** Start Source extract **

As a lamb lover, I was seduced by Foust’s duet of dishes: two perfectly grilled, sumptuous chops and a good-sized bowl of the finest lamb stew, made of shanks braised with lemons and oranges and served with white beans slow-cooked in lamb stock.

For dessert, we sampled the trio of house-made ice creams: a fragrant rosemary, a mild fresh pear and a chocolate-juniper creation that didn’t have a hint of juniper. “We’re still experimenting with that one,” Foust admitted.

I returned for another dinner with my friend Zoe, a vegetarian who once ran her own restaurant. She fell in love with the Farmhouse after her first bite of Foust’s chickpea fritters: puffy fried squares, as light as marshmallows, splashed with a green garlic aïoli and sided with a marvelous “salad” of tart-apple slivers speckled with bits of fiery, smoked peppers. “It plays with all the taste senses,” Zoe said. “Tart, sweet, hot, soft, crunchy. It’s wonderful.”

** End Source extract **
** Start Materials provided **

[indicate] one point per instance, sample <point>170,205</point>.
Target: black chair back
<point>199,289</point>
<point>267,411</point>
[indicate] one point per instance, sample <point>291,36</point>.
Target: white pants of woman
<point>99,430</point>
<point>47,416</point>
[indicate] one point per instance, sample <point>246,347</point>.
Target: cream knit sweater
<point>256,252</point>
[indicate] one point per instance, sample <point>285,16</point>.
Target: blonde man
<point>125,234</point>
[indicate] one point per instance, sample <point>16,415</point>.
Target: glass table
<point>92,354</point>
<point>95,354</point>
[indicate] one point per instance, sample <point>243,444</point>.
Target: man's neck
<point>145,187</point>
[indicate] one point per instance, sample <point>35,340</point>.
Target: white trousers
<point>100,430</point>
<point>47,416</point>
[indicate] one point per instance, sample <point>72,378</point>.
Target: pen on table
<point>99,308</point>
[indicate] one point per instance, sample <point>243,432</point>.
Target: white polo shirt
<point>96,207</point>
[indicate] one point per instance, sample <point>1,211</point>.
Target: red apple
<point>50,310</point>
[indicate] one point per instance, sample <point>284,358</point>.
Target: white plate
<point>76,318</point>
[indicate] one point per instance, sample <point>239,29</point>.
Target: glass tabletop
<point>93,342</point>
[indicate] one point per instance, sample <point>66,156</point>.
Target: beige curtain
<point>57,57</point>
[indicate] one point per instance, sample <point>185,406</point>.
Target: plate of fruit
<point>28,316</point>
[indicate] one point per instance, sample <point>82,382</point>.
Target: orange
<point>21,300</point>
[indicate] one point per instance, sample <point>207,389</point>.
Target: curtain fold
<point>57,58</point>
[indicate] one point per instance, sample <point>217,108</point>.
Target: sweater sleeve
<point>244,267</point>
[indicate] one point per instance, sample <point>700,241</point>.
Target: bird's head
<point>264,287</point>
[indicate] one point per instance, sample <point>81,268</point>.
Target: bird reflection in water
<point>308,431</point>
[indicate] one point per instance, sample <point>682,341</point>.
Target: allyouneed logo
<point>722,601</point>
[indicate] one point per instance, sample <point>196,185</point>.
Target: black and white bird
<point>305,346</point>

** End Materials provided **

List of tasks -
**A.** Repeat the passage of the restaurant review starting at "As a lamb lover, I" and ending at "in lamb stock.".
**B.** In the listing, take the lines starting at the one containing "[indicate] one point per instance, sample <point>82,382</point>." and ending at the one containing "<point>57,58</point>", and write them out with "orange" changed to "lemon" and nothing else altered.

Solutions below -
**A.**
As a lamb lover, I was seduced by Foust’s duet of dishes: two perfectly grilled, sumptuous chops and a good-sized bowl of the finest lamb stew, made of shanks braised with lemons and oranges and served with white beans slow-cooked in lamb stock.

**B.**
[indicate] one point per instance, sample <point>82,382</point>.
Target: lemon
<point>21,300</point>
[indicate] one point per instance, sample <point>207,389</point>.
Target: curtain fold
<point>57,58</point>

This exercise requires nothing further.